- **WRITTEN PROBLEM**
Which lines in the entries below contain the string "forehead"? Gather every one of them and copy each line in full.

- **EXERCISE INPUT**
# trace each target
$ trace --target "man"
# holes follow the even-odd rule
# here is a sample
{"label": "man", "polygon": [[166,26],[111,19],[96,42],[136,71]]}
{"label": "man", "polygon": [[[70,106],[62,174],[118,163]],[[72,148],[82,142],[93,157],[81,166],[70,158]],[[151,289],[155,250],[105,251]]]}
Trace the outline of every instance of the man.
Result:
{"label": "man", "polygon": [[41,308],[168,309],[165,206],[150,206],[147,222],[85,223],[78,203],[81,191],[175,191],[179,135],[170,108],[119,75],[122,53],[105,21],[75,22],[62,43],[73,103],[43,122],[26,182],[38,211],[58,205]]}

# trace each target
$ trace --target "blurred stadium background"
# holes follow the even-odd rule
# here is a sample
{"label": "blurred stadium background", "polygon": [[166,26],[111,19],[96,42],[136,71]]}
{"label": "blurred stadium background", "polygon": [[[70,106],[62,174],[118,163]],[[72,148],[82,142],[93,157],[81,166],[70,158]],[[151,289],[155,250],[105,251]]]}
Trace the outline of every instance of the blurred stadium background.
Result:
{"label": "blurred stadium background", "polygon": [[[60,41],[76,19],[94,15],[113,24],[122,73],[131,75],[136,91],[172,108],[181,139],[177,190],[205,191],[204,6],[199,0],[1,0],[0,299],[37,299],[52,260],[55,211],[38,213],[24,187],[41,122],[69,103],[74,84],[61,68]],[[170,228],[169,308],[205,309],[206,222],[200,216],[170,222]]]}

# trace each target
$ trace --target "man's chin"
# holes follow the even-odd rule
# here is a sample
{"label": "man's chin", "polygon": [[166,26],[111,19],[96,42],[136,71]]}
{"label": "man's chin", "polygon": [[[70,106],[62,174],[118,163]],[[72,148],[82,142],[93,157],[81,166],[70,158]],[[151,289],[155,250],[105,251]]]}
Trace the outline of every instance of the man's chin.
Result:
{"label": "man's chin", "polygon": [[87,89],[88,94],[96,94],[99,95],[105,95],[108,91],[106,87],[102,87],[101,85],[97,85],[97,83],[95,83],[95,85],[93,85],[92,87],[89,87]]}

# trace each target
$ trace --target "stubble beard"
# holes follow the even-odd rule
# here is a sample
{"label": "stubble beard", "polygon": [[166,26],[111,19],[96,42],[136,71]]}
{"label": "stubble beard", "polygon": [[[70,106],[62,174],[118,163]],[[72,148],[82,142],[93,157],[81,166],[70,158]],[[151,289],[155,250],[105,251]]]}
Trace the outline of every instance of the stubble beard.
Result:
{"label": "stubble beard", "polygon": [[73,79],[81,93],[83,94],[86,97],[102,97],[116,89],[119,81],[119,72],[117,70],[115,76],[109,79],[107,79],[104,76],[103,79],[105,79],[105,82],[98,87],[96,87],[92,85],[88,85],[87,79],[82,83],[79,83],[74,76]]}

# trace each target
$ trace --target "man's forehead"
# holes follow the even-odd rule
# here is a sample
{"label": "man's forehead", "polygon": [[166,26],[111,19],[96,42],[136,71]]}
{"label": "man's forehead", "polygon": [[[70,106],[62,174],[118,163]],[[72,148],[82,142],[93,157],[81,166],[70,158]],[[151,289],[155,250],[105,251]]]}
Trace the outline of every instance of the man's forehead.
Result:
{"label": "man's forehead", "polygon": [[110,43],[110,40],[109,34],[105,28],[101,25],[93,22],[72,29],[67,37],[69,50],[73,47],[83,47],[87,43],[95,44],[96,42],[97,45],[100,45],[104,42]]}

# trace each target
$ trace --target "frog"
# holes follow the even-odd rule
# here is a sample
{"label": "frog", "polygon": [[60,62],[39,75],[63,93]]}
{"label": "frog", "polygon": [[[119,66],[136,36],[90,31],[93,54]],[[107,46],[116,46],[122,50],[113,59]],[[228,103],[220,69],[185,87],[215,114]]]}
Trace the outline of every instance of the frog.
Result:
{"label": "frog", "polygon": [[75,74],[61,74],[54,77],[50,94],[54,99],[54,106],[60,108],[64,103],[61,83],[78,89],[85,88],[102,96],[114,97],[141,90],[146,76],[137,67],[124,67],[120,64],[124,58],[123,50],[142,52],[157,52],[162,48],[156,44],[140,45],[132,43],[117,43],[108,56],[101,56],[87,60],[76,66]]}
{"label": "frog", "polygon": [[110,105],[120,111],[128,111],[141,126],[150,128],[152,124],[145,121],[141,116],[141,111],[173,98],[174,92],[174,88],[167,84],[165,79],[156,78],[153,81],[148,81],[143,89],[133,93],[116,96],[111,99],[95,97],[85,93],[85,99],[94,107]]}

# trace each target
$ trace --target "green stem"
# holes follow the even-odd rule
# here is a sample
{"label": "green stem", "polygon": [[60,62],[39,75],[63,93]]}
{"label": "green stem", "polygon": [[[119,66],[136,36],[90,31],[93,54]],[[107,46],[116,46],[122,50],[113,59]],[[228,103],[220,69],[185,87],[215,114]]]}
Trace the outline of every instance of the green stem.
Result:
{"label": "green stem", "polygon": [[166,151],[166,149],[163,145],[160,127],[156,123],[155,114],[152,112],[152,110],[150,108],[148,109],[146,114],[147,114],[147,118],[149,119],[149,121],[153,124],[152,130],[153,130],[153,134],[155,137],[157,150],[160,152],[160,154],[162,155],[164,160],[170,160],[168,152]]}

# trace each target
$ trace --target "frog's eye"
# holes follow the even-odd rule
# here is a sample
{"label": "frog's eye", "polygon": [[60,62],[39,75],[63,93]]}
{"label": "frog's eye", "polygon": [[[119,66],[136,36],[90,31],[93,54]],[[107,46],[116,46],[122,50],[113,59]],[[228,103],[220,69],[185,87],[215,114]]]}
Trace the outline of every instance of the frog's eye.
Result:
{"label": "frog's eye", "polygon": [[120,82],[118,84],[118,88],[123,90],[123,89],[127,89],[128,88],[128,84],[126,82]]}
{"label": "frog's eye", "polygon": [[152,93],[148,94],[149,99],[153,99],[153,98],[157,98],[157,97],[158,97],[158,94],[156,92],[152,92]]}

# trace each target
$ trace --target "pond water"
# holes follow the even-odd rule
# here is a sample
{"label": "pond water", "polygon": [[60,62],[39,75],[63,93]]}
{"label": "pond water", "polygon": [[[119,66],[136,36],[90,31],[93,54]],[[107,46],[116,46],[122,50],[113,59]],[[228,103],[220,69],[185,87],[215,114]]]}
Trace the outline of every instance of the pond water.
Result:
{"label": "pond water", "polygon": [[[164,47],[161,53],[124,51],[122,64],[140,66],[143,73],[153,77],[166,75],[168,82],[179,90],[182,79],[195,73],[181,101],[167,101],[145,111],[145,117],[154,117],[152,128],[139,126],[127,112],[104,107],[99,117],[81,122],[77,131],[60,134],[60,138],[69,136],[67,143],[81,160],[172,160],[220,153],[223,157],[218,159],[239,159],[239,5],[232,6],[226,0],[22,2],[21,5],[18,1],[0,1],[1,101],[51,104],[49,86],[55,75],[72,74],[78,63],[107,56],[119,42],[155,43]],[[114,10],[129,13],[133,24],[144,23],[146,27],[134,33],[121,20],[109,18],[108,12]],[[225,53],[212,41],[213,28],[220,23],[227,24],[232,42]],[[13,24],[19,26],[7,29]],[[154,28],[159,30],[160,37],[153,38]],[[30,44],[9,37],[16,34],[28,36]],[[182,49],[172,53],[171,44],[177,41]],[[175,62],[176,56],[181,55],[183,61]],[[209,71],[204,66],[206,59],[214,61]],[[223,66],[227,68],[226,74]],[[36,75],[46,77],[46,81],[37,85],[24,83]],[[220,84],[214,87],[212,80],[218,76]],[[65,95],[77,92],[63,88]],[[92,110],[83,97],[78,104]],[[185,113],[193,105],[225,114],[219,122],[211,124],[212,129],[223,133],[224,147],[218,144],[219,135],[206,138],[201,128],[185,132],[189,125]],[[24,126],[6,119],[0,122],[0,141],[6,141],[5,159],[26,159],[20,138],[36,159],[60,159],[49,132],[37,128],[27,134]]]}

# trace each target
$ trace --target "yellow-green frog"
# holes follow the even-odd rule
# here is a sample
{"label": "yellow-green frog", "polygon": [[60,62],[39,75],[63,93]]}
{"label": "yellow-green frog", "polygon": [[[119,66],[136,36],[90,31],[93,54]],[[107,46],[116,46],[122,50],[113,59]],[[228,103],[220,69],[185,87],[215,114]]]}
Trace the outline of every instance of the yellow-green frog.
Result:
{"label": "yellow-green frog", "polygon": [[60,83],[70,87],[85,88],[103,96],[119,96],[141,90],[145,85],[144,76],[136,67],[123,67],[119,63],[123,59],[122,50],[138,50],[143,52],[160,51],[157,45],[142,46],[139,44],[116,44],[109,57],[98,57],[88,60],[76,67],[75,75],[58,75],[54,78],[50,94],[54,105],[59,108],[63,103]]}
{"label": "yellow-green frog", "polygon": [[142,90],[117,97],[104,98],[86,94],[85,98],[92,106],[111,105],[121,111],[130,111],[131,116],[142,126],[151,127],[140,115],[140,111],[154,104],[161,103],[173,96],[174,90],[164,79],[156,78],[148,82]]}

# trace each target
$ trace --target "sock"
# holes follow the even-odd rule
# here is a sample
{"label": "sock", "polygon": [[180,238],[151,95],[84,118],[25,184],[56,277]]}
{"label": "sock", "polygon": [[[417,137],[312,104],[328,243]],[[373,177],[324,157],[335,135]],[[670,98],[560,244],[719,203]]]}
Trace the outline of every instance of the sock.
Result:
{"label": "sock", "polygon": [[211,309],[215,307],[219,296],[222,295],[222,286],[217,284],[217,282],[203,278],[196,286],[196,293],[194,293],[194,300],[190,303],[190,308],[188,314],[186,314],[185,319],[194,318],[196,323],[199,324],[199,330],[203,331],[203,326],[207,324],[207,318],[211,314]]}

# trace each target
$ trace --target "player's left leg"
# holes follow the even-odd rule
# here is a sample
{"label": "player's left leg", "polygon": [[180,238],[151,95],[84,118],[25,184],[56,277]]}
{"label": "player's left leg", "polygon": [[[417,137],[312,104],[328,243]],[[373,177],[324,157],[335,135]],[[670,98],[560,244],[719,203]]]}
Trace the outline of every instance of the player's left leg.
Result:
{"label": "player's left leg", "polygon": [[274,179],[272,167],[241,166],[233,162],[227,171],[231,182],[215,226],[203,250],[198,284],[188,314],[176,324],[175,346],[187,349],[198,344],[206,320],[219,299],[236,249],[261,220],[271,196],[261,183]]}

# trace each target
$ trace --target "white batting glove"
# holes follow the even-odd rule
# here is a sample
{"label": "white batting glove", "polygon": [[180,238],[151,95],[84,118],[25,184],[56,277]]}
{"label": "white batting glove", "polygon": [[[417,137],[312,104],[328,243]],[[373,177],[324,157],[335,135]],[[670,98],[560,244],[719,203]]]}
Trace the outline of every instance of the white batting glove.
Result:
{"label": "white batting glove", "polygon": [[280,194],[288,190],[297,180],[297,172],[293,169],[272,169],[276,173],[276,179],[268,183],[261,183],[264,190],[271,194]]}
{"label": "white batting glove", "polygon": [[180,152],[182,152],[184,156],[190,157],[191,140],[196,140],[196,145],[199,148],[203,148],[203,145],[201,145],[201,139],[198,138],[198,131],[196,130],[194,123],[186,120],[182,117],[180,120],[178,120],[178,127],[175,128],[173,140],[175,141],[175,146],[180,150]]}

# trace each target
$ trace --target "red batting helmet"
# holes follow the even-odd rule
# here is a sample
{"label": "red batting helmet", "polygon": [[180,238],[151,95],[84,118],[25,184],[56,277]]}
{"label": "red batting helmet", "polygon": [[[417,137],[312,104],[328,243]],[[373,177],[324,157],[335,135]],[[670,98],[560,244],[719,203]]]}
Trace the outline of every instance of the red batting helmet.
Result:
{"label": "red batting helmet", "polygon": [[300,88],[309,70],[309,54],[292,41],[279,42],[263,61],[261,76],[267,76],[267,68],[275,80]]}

- **EXPECTED OUTPUT**
$ trace --target "man's forehead"
{"label": "man's forehead", "polygon": [[166,26],[111,19],[96,42],[136,71]]}
{"label": "man's forehead", "polygon": [[[70,106],[62,174],[118,163]],[[72,148],[82,142],[93,157],[81,166],[70,158]],[[151,289],[155,250],[105,251]]]}
Trace the outline of every instance of the man's forehead.
{"label": "man's forehead", "polygon": [[110,43],[110,40],[109,34],[105,28],[101,25],[93,22],[72,29],[67,37],[69,50],[73,47],[83,47],[87,43],[95,44],[96,42],[97,45],[100,45],[104,42]]}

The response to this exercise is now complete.